| Task instructions |
Repeat the data word for word. Do not include the pictures.

++++++

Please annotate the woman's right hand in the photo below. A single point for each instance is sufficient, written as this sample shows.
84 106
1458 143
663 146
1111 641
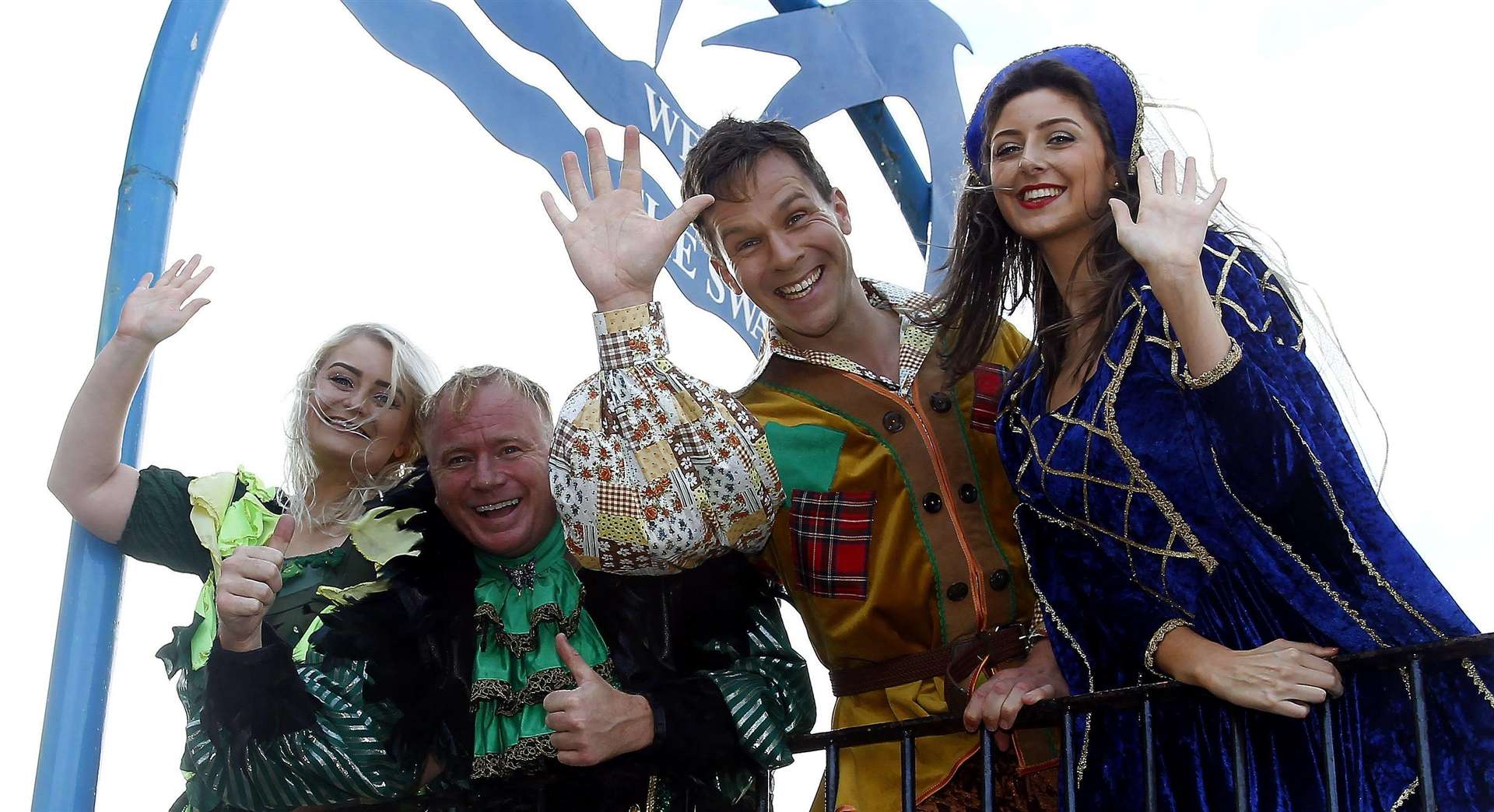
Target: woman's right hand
1282 677
156 313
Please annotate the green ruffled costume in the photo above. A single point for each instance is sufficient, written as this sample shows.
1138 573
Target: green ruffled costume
521 607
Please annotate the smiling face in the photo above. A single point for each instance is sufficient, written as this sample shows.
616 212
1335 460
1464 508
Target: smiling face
1049 166
355 420
490 466
784 247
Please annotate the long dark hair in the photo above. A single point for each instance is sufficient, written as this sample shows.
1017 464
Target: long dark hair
992 269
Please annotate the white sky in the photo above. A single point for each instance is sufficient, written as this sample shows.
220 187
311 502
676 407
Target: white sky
331 184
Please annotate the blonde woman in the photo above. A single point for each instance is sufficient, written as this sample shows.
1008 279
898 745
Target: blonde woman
350 436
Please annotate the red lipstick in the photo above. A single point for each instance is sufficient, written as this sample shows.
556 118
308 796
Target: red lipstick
1040 202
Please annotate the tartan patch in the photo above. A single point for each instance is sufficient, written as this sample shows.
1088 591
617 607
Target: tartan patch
833 541
990 380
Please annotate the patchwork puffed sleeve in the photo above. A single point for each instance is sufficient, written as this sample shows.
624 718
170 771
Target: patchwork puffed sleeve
654 471
274 735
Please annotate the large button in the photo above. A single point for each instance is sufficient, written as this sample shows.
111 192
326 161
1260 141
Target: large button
893 422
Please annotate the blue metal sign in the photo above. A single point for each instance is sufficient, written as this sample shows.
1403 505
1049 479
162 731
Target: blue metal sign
852 57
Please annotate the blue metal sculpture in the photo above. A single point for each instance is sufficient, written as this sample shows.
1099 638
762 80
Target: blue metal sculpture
852 55
68 766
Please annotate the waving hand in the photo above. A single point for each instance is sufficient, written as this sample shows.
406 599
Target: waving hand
156 313
616 248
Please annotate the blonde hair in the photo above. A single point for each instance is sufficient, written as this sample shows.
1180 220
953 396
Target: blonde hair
465 383
412 375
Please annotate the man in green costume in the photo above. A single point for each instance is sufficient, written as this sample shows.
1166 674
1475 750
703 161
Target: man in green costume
664 693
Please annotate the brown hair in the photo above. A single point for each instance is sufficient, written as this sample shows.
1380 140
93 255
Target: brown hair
992 269
721 160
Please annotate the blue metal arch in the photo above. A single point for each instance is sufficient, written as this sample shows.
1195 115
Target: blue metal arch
82 654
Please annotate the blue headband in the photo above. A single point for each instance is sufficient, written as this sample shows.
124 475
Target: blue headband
1115 87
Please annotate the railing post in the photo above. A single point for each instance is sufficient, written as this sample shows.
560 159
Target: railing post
909 789
1149 754
988 771
1242 796
1419 698
831 776
1330 760
1070 782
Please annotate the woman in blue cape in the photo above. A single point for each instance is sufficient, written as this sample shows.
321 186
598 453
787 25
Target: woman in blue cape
1191 503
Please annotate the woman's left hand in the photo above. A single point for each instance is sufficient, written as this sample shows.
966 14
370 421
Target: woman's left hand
1169 230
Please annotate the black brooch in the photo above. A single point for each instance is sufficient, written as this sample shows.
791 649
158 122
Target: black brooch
523 576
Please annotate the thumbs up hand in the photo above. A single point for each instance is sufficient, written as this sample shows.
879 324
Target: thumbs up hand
595 721
247 587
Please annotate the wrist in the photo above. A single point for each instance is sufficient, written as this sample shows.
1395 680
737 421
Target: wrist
133 345
1179 284
643 723
241 644
622 300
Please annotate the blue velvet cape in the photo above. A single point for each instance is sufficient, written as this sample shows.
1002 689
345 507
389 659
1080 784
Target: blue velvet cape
1240 509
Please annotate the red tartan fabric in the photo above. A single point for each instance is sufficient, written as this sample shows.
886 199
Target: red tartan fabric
990 380
831 536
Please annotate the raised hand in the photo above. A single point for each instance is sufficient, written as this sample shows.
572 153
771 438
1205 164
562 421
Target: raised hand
247 587
1169 230
154 313
594 721
616 248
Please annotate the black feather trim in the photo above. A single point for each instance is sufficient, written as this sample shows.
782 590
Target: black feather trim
417 635
254 695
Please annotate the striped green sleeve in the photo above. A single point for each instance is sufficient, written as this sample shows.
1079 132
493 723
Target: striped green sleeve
766 688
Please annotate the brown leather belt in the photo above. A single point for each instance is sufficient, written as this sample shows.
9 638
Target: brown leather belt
953 662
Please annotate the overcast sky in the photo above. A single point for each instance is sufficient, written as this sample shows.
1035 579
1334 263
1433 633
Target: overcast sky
331 183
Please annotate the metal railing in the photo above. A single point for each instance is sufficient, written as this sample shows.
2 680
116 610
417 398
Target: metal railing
1061 712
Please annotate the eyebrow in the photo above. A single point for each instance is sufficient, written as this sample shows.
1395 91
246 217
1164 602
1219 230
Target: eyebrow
356 370
1042 124
789 201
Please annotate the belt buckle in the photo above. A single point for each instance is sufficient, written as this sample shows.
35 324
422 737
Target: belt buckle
963 648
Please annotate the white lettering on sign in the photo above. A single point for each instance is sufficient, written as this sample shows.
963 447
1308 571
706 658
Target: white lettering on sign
714 289
661 115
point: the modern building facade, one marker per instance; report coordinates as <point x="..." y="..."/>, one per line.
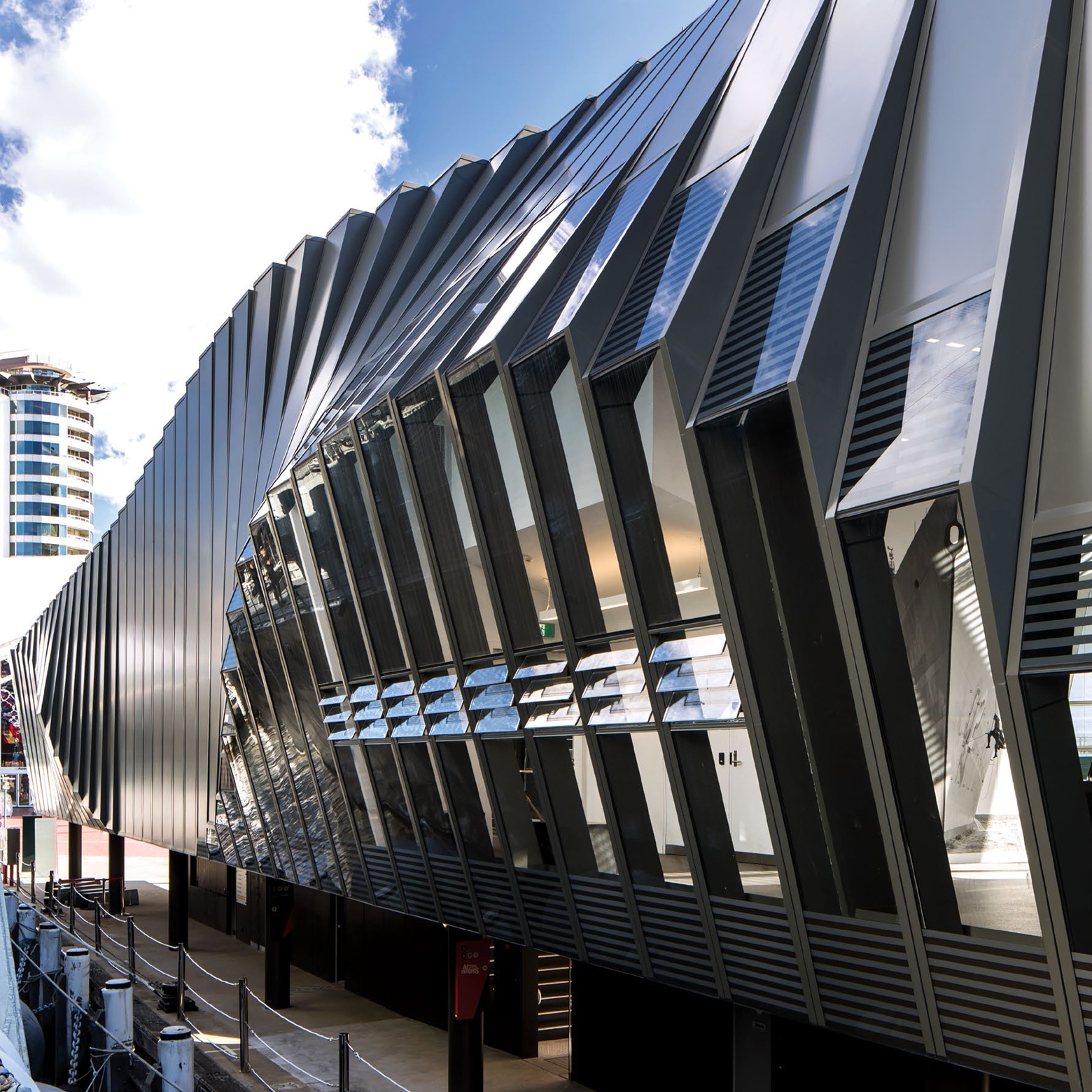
<point x="664" y="543"/>
<point x="48" y="429"/>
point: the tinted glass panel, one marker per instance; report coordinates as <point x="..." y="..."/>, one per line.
<point x="914" y="407"/>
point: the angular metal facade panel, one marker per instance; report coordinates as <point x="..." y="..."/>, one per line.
<point x="567" y="551"/>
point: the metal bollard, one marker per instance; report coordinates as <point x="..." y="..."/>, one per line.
<point x="130" y="930"/>
<point x="244" y="1027"/>
<point x="78" y="984"/>
<point x="181" y="982"/>
<point x="27" y="922"/>
<point x="176" y="1058"/>
<point x="118" y="1018"/>
<point x="343" y="1062"/>
<point x="49" y="960"/>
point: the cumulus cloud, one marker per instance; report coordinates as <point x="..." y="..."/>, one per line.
<point x="155" y="158"/>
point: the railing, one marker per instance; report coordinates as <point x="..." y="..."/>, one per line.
<point x="175" y="986"/>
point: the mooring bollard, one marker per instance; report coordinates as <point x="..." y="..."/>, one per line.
<point x="244" y="1027"/>
<point x="118" y="1018"/>
<point x="176" y="1058"/>
<point x="49" y="960"/>
<point x="78" y="984"/>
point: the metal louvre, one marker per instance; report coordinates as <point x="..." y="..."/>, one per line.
<point x="759" y="957"/>
<point x="415" y="886"/>
<point x="1056" y="635"/>
<point x="497" y="901"/>
<point x="384" y="889"/>
<point x="604" y="923"/>
<point x="881" y="407"/>
<point x="768" y="323"/>
<point x="997" y="1008"/>
<point x="547" y="912"/>
<point x="456" y="903"/>
<point x="864" y="977"/>
<point x="675" y="937"/>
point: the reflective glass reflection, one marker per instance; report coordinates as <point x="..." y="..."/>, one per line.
<point x="405" y="550"/>
<point x="346" y="487"/>
<point x="500" y="491"/>
<point x="573" y="498"/>
<point x="963" y="735"/>
<point x="641" y="433"/>
<point x="666" y="267"/>
<point x="914" y="407"/>
<point x="444" y="503"/>
<point x="331" y="569"/>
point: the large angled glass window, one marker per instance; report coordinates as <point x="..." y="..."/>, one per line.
<point x="347" y="489"/>
<point x="387" y="474"/>
<point x="433" y="454"/>
<point x="914" y="409"/>
<point x="923" y="629"/>
<point x="668" y="262"/>
<point x="768" y="322"/>
<point x="573" y="498"/>
<point x="652" y="483"/>
<point x="331" y="569"/>
<point x="500" y="491"/>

++++++

| Output for this task |
Please annotate the woman's right hand in the photo below. A single point for each instance is sufficient, written as this sample shows.
84 106
1458 143
663 146
1111 641
Target: woman's right hand
1282 677
156 313
Please annotate the green ruffled costume in the photo above. A single point for each instance is sufficient, written as this sample shows.
1138 573
Target: green ruffled costume
521 607
Please annotate the smiling face in the photo above. A single point for each instance is sufficient, written as this sample shows.
616 212
1335 460
1464 508
Target: smiling face
1049 166
355 420
490 466
784 247
Please annotate the long dark hair in the photo above. A single point for each instance is sufficient, written as this sample shows.
1017 464
Target: long dark hair
992 269
Please annotate the white sky in the photo above. A single point for each instance is sufficient, written as this sample shows.
220 187
311 502
676 407
Target: white sky
331 184
Please annotate the blonde woman in the photo above. A single point for each instance is sufficient, written as this sample shows.
1008 279
898 745
Target: blonde woman
350 436
Please annotate the red lipstick in the photo above. A single point for each instance is sufficient, written as this sample shows.
556 118
308 796
Target: red lipstick
1040 202
Please annotate the tartan patch in the photo above. A single point for each instance is sufficient, written as this sample shows.
1088 591
617 607
Target: tartan patch
833 541
990 380
Please annotate the patchwork puffed sleeve in the photo above. A single point for each instance is sufficient, written as this sample shows.
624 718
170 771
Target: patchwork puffed sleeve
654 471
274 735
Please annotate the large button in the photo above. A single point for each instance is sufficient, written as this sample shows.
111 192
326 161
1260 141
Target: large button
893 422
Please annotate the blue metal sign in the photo above. A single point for each instance is sufficient, written as this sample shows.
1403 505
1049 479
162 731
Target: blue metal sign
852 57
Please annotate the blue metal sculpture in the photo above. A single point for each instance is sufficient, written as this sample shows.
1099 638
762 80
Target: blue metal sculpture
852 55
68 766
Please annotate the waving hand in the photo above. A single point for each instance is sufficient, written as this sample shows.
406 599
Target: waving hand
156 313
616 248
Please annotate the blonde hair in the photo above. A single point for each instance is sufficient, written as this sample shows.
1180 220
953 396
Target: blonde hair
465 383
412 375
Please annotate the man in green costume in the photo above. A single point for each instance is sufficient, written as this sample shows.
1166 674
1475 750
703 161
Target: man in green costume
664 693
Please annotate the brown hair in the photo above. A single point for each instance is sufficient, written as this sample shows.
1380 140
93 255
Target: brown hair
992 269
721 160
Please annotate the blue metal arch in the photo above. A single point for each instance is sufficient, written as this sample shows.
1195 115
Target: blue metal arch
82 654
Please annotate the blue headband in the photo above. A single point for each instance is sufficient, written as this sample shows.
124 475
Target: blue headband
1115 87
Please annotate the railing post in the photo above. A single point for each instance is sufficient, written as this sample shows.
560 159
Target: railing post
909 789
1149 754
988 771
1242 796
1419 698
831 776
1330 760
1070 782
Please annotate the woman in blue cape in the photo above. A single point for each instance is sufficient, written as this sample shows.
321 186
598 453
787 25
Target: woman in blue cape
1191 503
Please annotate the woman's left hand in the photo above. A single point for each instance is sufficient, written as this sample shows.
966 14
370 421
Target: woman's left hand
1169 230
Please annotate the black brooch in the photo above. A single point for each instance is sufficient, written as this sample shows.
791 649
158 122
Target: black brooch
523 576
Please annotate the thumbs up hand in the photo above. A single point for each instance is sufficient, written as this sample shows.
879 324
Target: thumbs up hand
595 721
247 587
Please annotate the wrist in the photo above. A single point for each instance is sufficient, written as this sample shows.
1395 680
737 421
Target: wrist
133 345
1179 284
643 723
241 644
622 300
Please annotate the blue velvet cape in the photo above. A single point for each instance is sufficient, written as this sample shows.
1002 689
345 507
389 659
1080 784
Target: blue velvet cape
1240 509
Please annotate the red tartan fabric in the photo above. A single point for each instance is sufficient, written as this sample shows.
886 199
Target: red tartan fabric
990 380
831 536
Please annotate the raised hand in the photo above. A single point for each instance is sufficient, written as this sample shows.
572 153
771 438
1205 164
562 421
Target: raised hand
247 587
1169 230
154 313
594 721
616 248
Please annotate the black feather trim in the photo above. A single point for each instance is sufficient, written as this sample shows.
782 590
Target: black feather trim
417 635
254 695
Please annotate the striped green sleeve in the photo above. A single point for each instance is sufficient, written as this sample shows.
1079 132
493 723
Target: striped green sleeve
766 688
Please annotate the brown leather belt in the photo above. A single point for each instance is sufficient, written as this sample shows.
9 638
Target: brown leather belt
953 662
Please annotate the overcast sky in the photo above. A single point for each instance is sufficient, written as this sample shows.
1035 579
1334 263
1433 633
Target: overcast sky
331 183
Please annotate the metal railing in the photo above. A single point for each instance is sufficient, written as this sample shows.
2 680
116 610
417 398
Target: metal railing
1061 712
Please annotate the eyebrow in the photo above. A single point for each instance is sufficient, written as this sample shows.
1395 91
246 217
1164 602
1219 230
Target: eyebrow
356 370
1042 124
789 201
Please annotate the belt buckle in the photo above. A single point for each instance is sufficient, written as this sample shows.
35 324
422 737
Target: belt buckle
963 648
Please annotate the white lettering on sign in the photo above. A single point for each instance is sufficient, written as this sample shows.
963 447
1308 571
706 658
Target: white lettering on sign
714 289
661 115
point: the modern building facade, one marker per instance; report coordinates as <point x="..." y="..."/>, one per line.
<point x="664" y="543"/>
<point x="48" y="429"/>
point: the tinted glass panel, one marker per instance; report coordinates as <point x="..." y="..."/>, one per line.
<point x="914" y="407"/>
point: the angular metal facade panel, one marker per instance; report coordinates as <point x="..." y="..."/>, one per line.
<point x="567" y="551"/>
point: the metal bollard, one marker per instance; report coordinates as <point x="..." y="..."/>, one per line.
<point x="130" y="930"/>
<point x="244" y="1027"/>
<point x="78" y="984"/>
<point x="181" y="982"/>
<point x="27" y="922"/>
<point x="176" y="1058"/>
<point x="118" y="1018"/>
<point x="343" y="1062"/>
<point x="49" y="960"/>
point: the cumulus cloud, one marker per instance; report coordinates as <point x="..." y="..."/>, one per line.
<point x="155" y="158"/>
point: the railing, one marker per instance; report coordinates as <point x="..." y="..."/>, one per line.
<point x="175" y="986"/>
point: the mooring bollard, one marker per instance; report coordinates as <point x="..." y="..."/>, one per line.
<point x="244" y="1027"/>
<point x="118" y="1018"/>
<point x="176" y="1058"/>
<point x="49" y="960"/>
<point x="78" y="984"/>
point: the metal louvre, one marker per instance; report coordinates as <point x="..." y="..."/>, one per line.
<point x="759" y="957"/>
<point x="415" y="886"/>
<point x="1056" y="635"/>
<point x="497" y="901"/>
<point x="384" y="889"/>
<point x="604" y="923"/>
<point x="881" y="407"/>
<point x="768" y="323"/>
<point x="997" y="1008"/>
<point x="547" y="912"/>
<point x="456" y="903"/>
<point x="864" y="977"/>
<point x="675" y="937"/>
point: the reflective glass reflection, one marker per instance; report coordinates as <point x="..." y="..."/>, one per line.
<point x="405" y="550"/>
<point x="346" y="487"/>
<point x="500" y="491"/>
<point x="573" y="498"/>
<point x="963" y="735"/>
<point x="641" y="433"/>
<point x="666" y="267"/>
<point x="914" y="407"/>
<point x="444" y="503"/>
<point x="331" y="569"/>
point: the large angled glass window, one marker per instance; report coordinates as <point x="..." y="..."/>, one per line.
<point x="347" y="489"/>
<point x="387" y="474"/>
<point x="433" y="454"/>
<point x="914" y="409"/>
<point x="923" y="629"/>
<point x="668" y="262"/>
<point x="768" y="322"/>
<point x="573" y="498"/>
<point x="652" y="483"/>
<point x="331" y="569"/>
<point x="500" y="491"/>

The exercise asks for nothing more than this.